OBJECTIVE:
How many lines in the entries below contain the string "calyx"? Reply with the number alone.

MATERIAL PROVIDED:

───

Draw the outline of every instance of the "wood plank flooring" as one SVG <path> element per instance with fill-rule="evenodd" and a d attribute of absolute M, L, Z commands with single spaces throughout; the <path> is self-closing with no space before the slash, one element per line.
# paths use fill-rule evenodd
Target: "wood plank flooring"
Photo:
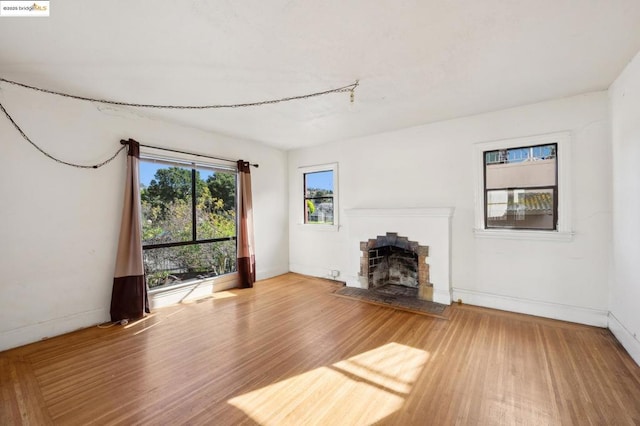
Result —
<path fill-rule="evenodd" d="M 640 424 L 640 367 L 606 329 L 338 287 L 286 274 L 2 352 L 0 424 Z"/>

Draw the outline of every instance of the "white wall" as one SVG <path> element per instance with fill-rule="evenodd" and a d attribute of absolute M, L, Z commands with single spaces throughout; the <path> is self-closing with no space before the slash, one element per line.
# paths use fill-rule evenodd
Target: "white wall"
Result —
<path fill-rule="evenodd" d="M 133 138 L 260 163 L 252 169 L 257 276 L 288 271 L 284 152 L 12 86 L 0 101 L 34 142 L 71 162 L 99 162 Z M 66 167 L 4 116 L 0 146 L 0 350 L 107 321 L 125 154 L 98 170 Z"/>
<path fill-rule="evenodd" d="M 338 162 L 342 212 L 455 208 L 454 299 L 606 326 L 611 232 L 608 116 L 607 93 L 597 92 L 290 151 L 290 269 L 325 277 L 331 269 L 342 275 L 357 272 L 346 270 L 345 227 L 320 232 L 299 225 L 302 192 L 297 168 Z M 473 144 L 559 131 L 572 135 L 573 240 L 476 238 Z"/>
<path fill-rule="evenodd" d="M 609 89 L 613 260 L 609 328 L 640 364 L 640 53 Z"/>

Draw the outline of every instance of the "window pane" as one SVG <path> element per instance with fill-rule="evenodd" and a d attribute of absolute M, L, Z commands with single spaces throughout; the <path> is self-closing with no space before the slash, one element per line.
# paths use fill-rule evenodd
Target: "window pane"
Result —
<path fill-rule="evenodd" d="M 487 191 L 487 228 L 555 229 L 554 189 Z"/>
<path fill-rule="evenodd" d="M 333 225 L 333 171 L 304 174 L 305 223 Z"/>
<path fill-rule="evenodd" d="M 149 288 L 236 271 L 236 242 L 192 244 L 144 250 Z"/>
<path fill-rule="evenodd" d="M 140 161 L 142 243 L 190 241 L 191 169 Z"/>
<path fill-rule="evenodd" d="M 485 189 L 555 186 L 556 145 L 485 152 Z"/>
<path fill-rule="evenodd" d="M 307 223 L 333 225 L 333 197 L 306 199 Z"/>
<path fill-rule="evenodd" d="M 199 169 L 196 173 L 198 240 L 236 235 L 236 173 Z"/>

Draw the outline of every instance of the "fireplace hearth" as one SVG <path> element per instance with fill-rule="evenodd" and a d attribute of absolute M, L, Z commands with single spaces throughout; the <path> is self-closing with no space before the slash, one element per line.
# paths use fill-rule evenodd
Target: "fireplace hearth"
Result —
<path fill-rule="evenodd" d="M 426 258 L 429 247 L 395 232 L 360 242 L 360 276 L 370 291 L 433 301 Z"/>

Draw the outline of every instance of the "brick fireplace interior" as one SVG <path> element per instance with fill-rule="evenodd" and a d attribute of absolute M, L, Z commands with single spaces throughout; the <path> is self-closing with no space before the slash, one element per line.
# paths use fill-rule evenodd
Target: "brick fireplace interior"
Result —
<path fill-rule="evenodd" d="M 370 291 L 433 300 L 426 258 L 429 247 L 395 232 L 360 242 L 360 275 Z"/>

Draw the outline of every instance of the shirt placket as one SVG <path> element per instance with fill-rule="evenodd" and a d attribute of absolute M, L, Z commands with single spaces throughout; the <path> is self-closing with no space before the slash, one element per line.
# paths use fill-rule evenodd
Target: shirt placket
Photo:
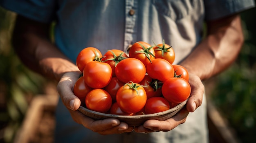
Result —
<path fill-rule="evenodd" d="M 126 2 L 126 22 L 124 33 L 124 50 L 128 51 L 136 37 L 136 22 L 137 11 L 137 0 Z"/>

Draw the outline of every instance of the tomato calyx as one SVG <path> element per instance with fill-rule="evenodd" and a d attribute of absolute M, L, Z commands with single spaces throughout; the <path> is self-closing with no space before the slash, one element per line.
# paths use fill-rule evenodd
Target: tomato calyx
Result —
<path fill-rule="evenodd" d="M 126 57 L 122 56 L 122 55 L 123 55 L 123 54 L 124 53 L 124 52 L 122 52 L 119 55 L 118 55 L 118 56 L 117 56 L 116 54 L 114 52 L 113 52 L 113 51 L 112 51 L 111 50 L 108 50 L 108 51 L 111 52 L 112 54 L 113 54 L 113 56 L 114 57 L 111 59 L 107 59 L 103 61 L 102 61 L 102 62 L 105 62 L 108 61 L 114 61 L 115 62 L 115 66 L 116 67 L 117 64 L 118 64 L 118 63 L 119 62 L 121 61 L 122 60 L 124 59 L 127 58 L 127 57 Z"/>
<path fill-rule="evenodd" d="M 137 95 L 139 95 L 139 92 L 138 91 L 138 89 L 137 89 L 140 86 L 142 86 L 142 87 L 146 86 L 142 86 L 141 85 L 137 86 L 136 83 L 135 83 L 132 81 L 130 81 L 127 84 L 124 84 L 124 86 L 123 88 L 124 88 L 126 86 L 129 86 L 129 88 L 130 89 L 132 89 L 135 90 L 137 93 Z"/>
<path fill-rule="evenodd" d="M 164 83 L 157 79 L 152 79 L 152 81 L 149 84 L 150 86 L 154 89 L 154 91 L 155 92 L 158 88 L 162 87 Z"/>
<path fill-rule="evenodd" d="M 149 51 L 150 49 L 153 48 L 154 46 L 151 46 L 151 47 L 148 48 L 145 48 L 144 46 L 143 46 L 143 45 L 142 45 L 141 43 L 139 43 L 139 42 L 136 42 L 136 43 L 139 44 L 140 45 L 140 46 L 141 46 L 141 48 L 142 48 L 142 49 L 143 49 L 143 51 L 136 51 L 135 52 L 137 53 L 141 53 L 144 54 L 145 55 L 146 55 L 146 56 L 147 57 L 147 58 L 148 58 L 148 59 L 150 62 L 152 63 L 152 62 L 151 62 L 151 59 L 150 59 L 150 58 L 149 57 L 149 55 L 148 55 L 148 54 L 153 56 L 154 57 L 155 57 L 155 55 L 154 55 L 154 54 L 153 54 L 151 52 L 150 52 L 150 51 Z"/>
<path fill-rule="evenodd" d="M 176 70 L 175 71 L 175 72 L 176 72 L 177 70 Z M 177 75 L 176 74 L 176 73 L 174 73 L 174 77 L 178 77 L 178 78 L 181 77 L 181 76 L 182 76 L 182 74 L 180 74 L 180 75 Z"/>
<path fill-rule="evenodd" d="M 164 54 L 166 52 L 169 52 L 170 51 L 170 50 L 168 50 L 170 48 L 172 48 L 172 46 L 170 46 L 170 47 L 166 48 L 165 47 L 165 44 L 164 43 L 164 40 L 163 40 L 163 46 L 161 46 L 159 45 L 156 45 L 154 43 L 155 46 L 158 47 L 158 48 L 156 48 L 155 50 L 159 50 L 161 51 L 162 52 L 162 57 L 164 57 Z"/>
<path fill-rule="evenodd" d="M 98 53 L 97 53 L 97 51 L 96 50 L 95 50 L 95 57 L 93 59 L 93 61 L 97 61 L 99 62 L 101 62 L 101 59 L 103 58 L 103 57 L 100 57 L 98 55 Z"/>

───

RESPONSE:
2